> _ESTRATTO DEL DOCUMENTO_:

Ester Aquilino
“Molto spesso le donne che vengono qui non sanno di essere delle vittime; devono acquisire consapevolezza riguardo al problema, comprendendo che si tratta di un fenomeno culturale”
Siamo al secondo appuntamento con la rubrica ‘Rivoluzione donna’ in compagnia dell’Avvocata Ester Aquilino. Un altro incontro per parlare da donna a donna, con la speranza di arrivare a chiunque.
L’intento di ‘Rivoluzione donna‘ è – infatti- quello di confrontarsi per divulgare, educare, sensibilizzare, per attraversare quei confini culturalmente tracciati dalla nostra mente.
Oggi proviamo a fare un altro passo, toccando una questione di cui – fortunatamente – si sta iniziando a parlare sempre di più: la violenza di genere. Noi la tratteremo attraverso un’altra ottica: quella di chi opera nel settore.
Ester Aquilino: la storie delle donne
Siamo nel Centro Antiviolenza “GiuridicaMente Libera” dedicato a Martina Scialdone, una delle numerose donne uccise per mano di un uomo che non ha accettato la scelta di Scialdone di porre fine alla loro relazione tossica.
Sono qui, dentro questo luogo caldo ed accogliente con le pareti che, come un foglio di carta, raccontano storie di donne attraverso alcuni scatti. La luce filtra dalla finestra alle mie spalle mentre mi siedo e vengo accolta da Ester Aquilino con un sorriso che mi trasporta immediatamente in una dimensione priva di formalità facendomi sentire subito a mio agio.
Dopo una breve presentazione spingo il play del registratore e parto con le domande:
Ester Aquilino, tu sei l’Avvocata di questo centro dopo essere stata un’operatrice, giusto?
“Si, sono stata un’operatrice per anni proprio perché qui gravitano diverse figure, come la mia o quella della psicologa, ma a mio avviso una delle più importanti figure è proprio quella dell’operatrice.“
Di cosa si occupa precisamente l’operatrice di un centro antiviolenza?

> _VOCI DEL DATASET_:
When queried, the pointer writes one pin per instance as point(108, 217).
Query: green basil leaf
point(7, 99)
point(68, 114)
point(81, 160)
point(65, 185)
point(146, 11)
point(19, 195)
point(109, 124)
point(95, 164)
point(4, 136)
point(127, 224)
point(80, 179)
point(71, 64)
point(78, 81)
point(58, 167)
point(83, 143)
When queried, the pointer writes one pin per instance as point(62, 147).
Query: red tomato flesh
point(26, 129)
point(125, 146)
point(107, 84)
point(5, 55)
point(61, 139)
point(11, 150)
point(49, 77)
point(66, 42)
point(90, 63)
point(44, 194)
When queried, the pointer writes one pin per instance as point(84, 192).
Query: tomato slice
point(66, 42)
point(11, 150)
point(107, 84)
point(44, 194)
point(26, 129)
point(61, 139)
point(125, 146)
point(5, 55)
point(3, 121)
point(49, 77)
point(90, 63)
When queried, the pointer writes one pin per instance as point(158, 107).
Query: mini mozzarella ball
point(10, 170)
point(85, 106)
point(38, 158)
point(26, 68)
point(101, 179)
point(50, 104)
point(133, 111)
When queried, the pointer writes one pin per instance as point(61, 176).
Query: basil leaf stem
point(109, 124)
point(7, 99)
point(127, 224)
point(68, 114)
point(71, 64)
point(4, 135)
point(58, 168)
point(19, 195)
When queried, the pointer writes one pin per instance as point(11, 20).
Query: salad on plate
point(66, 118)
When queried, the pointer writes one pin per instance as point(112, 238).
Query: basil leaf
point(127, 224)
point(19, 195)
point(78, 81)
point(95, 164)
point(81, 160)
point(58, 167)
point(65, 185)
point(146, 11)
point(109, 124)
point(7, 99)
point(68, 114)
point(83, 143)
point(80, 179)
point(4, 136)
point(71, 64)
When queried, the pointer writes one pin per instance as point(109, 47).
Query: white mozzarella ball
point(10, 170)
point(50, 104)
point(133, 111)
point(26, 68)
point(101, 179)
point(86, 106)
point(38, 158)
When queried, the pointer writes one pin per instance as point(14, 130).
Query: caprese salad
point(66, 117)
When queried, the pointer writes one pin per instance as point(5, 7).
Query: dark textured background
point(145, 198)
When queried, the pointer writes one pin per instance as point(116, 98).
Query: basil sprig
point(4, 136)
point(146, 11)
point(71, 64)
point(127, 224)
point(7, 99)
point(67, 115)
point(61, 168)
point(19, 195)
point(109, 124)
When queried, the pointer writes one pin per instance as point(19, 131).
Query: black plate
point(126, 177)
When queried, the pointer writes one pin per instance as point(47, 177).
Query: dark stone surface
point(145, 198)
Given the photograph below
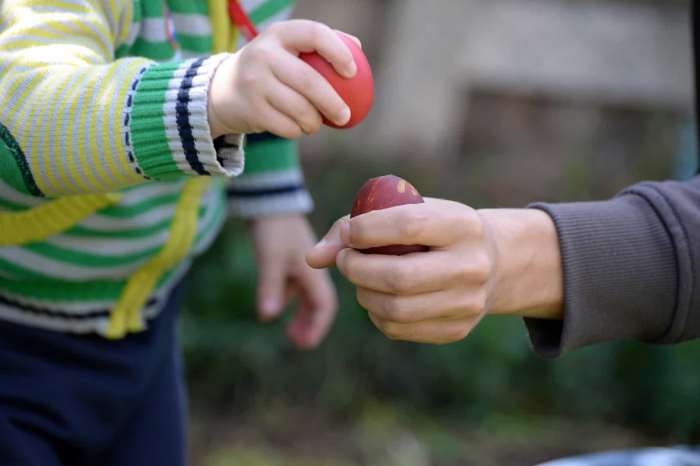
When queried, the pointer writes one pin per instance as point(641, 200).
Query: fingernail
point(345, 233)
point(352, 69)
point(345, 116)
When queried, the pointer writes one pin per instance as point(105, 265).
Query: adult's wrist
point(527, 279)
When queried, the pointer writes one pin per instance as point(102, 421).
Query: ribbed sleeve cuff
point(620, 275)
point(167, 128)
point(273, 183)
point(272, 193)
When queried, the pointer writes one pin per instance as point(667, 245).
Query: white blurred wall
point(429, 55)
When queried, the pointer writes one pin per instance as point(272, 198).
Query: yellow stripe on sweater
point(51, 218)
point(126, 316)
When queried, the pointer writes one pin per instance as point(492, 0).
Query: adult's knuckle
point(395, 310)
point(412, 226)
point(392, 330)
point(400, 281)
point(482, 268)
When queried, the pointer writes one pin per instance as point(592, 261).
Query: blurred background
point(493, 103)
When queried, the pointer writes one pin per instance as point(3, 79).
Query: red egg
point(357, 92)
point(382, 193)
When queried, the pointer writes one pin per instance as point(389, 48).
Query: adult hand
point(479, 262)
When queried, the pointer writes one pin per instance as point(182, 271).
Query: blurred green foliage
point(491, 377)
point(492, 385)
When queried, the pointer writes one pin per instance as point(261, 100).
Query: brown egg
point(382, 193)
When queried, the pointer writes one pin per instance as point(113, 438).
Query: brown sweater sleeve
point(631, 268)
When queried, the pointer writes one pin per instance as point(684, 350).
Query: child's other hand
point(280, 245)
point(267, 87)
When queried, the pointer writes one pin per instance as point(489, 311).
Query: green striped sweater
point(110, 182)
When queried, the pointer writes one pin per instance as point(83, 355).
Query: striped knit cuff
point(167, 130)
point(266, 194)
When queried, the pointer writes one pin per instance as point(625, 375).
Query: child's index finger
point(310, 36)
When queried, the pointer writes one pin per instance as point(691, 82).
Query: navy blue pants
point(68, 400)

> _ESERCIZI_:
1 – Nell'intervista sul centro antiviolenza, a chi è dedicato il Centro Antiviolenza "GiuridicaMente Libera"?
2 – Riprenda l'intervista sul centro antiviolenza a partire dall'ultima domanda riportata.

> _RISPOSTE AGLI ESERCIZI_:
1 – A Martina Scialdone.

2 –
“È una donna esperta – specializzata e formata – in grado di aiutare le vittime di violenza a fuoriuscire dalla loro situazione attraverso un percorso che prevede – prima di tutto – la presa di coscienza della stessa. Molto spesso le donne che vengono qui non sanno di essere delle vittime; devono acquisire consapevolezza riguardo al problema, comprendendo che si tratta di un fenomeno culturale. Per la maggior parte sono convinte che il loro abusante sia un uomo che sta male, quando non è assolutamente così; molte di loro credono di non poter compiere nessuna azione senza il consenso del marito: dal fare la spesa, al portare i bambini a scuola. Far prendere loro consapevolezza su questo aspetto è fondamentale, altrimenti è impossibile che riescano ad avviare una causa di separazione, a querelare.“
Quindi il vostro centro “Giudiricamente Libera” è prima di tutto un luogo informativo?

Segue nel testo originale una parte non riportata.